#### [What the task requires]
The records below need to be repeated exactly, though not their pictures.

#### [Record extracts]

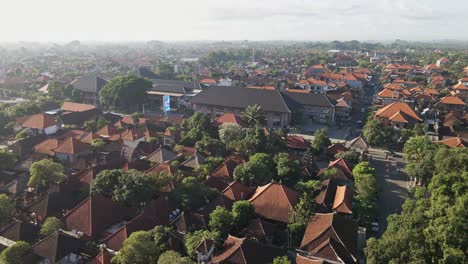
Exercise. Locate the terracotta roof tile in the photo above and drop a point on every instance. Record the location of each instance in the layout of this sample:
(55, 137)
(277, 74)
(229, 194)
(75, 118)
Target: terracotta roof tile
(76, 107)
(47, 146)
(274, 201)
(72, 146)
(451, 100)
(297, 142)
(38, 121)
(391, 109)
(343, 200)
(230, 118)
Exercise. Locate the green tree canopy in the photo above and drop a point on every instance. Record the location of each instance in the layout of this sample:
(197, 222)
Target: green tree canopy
(192, 240)
(242, 211)
(230, 132)
(258, 170)
(221, 220)
(288, 170)
(173, 257)
(7, 159)
(281, 260)
(45, 173)
(191, 193)
(139, 248)
(127, 93)
(15, 254)
(253, 115)
(50, 226)
(133, 188)
(7, 208)
(210, 146)
(321, 141)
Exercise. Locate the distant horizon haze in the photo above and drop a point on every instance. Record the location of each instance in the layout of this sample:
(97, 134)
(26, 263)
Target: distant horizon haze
(231, 20)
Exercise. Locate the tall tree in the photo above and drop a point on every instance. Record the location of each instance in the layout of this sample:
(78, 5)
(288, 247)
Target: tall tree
(192, 240)
(45, 173)
(127, 93)
(50, 226)
(139, 248)
(16, 253)
(133, 188)
(321, 141)
(221, 220)
(7, 159)
(7, 208)
(173, 257)
(253, 115)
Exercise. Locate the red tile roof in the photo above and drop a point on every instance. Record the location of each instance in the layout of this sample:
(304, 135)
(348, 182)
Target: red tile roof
(343, 200)
(451, 100)
(88, 138)
(47, 146)
(274, 201)
(460, 86)
(453, 142)
(237, 191)
(243, 250)
(38, 121)
(76, 107)
(391, 109)
(332, 237)
(95, 214)
(208, 81)
(72, 146)
(297, 142)
(230, 118)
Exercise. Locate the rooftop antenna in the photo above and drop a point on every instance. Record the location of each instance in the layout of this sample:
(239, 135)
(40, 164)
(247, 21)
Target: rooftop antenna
(253, 55)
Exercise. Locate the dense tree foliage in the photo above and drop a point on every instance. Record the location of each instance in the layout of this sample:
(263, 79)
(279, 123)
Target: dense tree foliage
(432, 227)
(139, 248)
(253, 115)
(288, 170)
(365, 208)
(230, 132)
(376, 133)
(194, 128)
(50, 226)
(45, 173)
(281, 260)
(221, 220)
(192, 240)
(258, 170)
(127, 93)
(192, 194)
(133, 188)
(7, 159)
(210, 146)
(61, 92)
(7, 208)
(15, 254)
(242, 211)
(321, 141)
(419, 155)
(173, 257)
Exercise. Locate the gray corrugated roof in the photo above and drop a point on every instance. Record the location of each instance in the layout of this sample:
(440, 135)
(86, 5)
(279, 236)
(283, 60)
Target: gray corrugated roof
(169, 89)
(160, 82)
(268, 100)
(306, 99)
(89, 83)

#### [Answer area]
Exercise. Locate the terracotta roof tile in the photo above and drop a point on every instance. Record the location of each instance in the layout of this sample:
(55, 137)
(277, 74)
(229, 194)
(75, 118)
Target: terracotta roof tile
(76, 107)
(47, 146)
(274, 201)
(72, 146)
(451, 100)
(297, 142)
(38, 121)
(391, 109)
(343, 200)
(230, 118)
Exercise. Locate the green tree canopy in the photo above and drop a point on every instance. Record the location of each instance in the layout of this sample:
(197, 222)
Target: green tree canopy
(192, 240)
(242, 211)
(230, 132)
(258, 170)
(221, 220)
(288, 170)
(173, 257)
(7, 159)
(281, 260)
(45, 173)
(191, 193)
(139, 248)
(127, 93)
(15, 254)
(253, 115)
(50, 226)
(133, 188)
(7, 208)
(210, 146)
(321, 141)
Exercise. Locate the distant horizon haze in the photo above and drop a point on every instance. Record the location of each instance in the layout of this sample:
(97, 134)
(26, 263)
Target: distant horizon haze
(231, 20)
Exercise. Locate the tall tree in the photo above and drop a point on every instance. Record the location of each instance in the layout of this sample:
(78, 5)
(288, 247)
Target: tall tree
(192, 240)
(45, 173)
(127, 93)
(50, 226)
(139, 248)
(16, 253)
(133, 188)
(321, 141)
(221, 220)
(7, 159)
(7, 208)
(173, 257)
(253, 115)
Exercise. Locate the red tile roof in the photo above and drop a point on every instance. Record the location of each instance in the layout of this sample:
(304, 135)
(348, 182)
Target: red tile roof
(343, 200)
(451, 100)
(88, 138)
(47, 146)
(274, 201)
(460, 86)
(453, 142)
(237, 191)
(243, 250)
(38, 121)
(76, 107)
(391, 109)
(332, 237)
(95, 214)
(208, 81)
(72, 146)
(297, 142)
(230, 118)
Exercise. Locate the rooftop antenna in the photo above and drop a point on every instance. Record the location of each instance in the layout of this sample:
(239, 135)
(40, 164)
(247, 21)
Target: rooftop antenna
(253, 55)
Exercise. Locate the dense tree foliage in the photo above and drop a point on every instance. Record the location of each instance in the layout of this sample:
(263, 79)
(279, 123)
Target: dense tree foliage
(432, 227)
(139, 248)
(253, 115)
(288, 170)
(365, 208)
(230, 132)
(376, 133)
(194, 128)
(50, 226)
(45, 173)
(281, 260)
(221, 220)
(192, 240)
(258, 170)
(127, 93)
(192, 194)
(133, 188)
(7, 159)
(210, 146)
(61, 92)
(7, 208)
(15, 254)
(242, 211)
(321, 141)
(419, 155)
(173, 257)
Exercise. Locate the gray corrugated roof in the photo above and drop a point on every instance. Record the location of each instance in the layout of this sample:
(440, 135)
(86, 5)
(279, 236)
(283, 60)
Target: gray corrugated roof
(169, 89)
(160, 82)
(268, 100)
(306, 99)
(89, 83)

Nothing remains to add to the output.